I just moved to an all-Red Hat shop (HOORAY!!!) and I'm being faced with a
situation that I'm not sure how to handle.

We'd like to use the standard scheme under which common executables are stored
on a central server and exported via NFS to all the clients, but I don't know
how to make that work with RPM files.

I'm used to using /opt or /usr/local as the net file system, installing 
software packages under their own directories with their own etc/ bin/ and lib/
subdirectories, and smoothing it all out with symlinks (so that the users
don't have to have ridiculously long paths, and upgrades are as easy as
installing the new package and moving the pointer).

But RPM packages really want to install to the local system, with binaries in
/usr/bin, config files in /etc, and so forth.  I've tried using the --prefix
and --root directives to rpm -i, but for at least one test case that doesn't
work; either I get an error saying "this package is not relocatable", or (with
some manual fiddling) I get the binaries and libs to go where they should but
the software dies, unable to find its object libs.

------

# [TASK DETAILS]
Copy word for word the part of the post on serving RPM software over NFS that starts at "We'd like to" and ends at "moving the pointer).".

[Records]
------

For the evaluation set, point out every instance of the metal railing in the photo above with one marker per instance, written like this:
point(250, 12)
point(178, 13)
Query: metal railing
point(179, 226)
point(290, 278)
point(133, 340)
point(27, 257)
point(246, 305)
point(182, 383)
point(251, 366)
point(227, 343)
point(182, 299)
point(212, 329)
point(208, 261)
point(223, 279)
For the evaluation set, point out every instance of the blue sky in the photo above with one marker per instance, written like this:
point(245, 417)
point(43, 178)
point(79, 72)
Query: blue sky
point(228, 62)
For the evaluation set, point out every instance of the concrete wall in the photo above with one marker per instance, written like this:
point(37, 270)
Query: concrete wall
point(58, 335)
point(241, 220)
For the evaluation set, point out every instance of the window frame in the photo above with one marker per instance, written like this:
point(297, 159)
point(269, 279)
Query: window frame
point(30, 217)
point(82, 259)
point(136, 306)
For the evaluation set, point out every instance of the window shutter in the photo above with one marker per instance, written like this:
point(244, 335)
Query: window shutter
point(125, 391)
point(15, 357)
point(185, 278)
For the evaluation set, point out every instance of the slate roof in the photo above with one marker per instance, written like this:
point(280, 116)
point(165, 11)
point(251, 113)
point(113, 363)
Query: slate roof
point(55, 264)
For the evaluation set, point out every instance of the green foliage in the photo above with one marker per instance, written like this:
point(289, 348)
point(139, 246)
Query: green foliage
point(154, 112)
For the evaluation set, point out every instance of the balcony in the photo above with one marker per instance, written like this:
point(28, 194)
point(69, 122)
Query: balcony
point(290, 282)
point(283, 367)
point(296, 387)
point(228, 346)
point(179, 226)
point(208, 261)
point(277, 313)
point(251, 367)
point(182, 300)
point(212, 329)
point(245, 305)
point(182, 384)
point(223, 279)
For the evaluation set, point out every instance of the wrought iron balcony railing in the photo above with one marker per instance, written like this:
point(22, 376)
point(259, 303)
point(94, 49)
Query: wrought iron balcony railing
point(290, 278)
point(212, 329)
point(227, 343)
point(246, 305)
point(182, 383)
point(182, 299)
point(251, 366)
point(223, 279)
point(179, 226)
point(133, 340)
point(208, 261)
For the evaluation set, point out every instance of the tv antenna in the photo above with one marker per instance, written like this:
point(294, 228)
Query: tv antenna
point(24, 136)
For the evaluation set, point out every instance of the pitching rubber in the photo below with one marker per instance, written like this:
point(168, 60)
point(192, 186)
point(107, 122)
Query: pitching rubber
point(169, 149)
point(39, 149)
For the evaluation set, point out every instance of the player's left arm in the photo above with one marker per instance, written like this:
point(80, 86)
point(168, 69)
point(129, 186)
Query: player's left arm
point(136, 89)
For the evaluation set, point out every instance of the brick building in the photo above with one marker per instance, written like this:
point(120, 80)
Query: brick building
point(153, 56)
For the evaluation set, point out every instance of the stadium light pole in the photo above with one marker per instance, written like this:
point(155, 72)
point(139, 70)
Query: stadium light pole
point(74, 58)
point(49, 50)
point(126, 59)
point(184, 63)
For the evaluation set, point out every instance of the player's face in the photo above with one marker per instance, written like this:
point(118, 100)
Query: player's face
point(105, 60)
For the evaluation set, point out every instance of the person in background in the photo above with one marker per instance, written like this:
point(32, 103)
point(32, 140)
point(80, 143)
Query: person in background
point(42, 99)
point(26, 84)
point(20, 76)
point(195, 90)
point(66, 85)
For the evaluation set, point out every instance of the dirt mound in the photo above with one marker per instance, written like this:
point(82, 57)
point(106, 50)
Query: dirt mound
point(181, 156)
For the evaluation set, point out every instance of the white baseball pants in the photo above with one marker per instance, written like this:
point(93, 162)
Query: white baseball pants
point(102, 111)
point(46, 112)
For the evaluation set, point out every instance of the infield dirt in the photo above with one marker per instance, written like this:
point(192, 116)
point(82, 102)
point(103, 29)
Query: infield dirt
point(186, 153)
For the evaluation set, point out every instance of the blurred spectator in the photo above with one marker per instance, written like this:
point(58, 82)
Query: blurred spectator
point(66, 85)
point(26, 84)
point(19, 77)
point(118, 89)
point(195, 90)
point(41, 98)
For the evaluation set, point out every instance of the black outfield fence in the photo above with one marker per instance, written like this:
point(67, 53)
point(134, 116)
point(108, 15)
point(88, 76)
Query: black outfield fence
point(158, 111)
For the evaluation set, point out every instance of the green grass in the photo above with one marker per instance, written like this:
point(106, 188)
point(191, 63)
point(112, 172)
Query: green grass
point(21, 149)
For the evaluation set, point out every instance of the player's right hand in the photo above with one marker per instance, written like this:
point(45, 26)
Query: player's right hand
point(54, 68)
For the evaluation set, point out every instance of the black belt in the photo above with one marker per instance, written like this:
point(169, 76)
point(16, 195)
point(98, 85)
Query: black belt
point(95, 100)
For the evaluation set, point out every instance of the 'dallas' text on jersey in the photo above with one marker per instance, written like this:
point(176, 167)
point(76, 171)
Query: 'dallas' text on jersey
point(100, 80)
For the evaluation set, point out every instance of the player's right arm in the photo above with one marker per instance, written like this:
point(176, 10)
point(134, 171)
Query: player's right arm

------

# [EXERCISE OUTPUT]
We'd like to use the standard scheme under which common executables are stored
on a central server and exported via NFS to all the clients, but I don't know
how to make that work with RPM files.

I'm used to using /opt or /usr/local as the net file system, installing 
software packages under their own directories with their own etc/ bin/ and lib/
subdirectories, and smoothing it all out with symlinks (so that the users
don't have to have ridiculously long paths, and upgrades are as easy as
installing the new package and moving the pointer).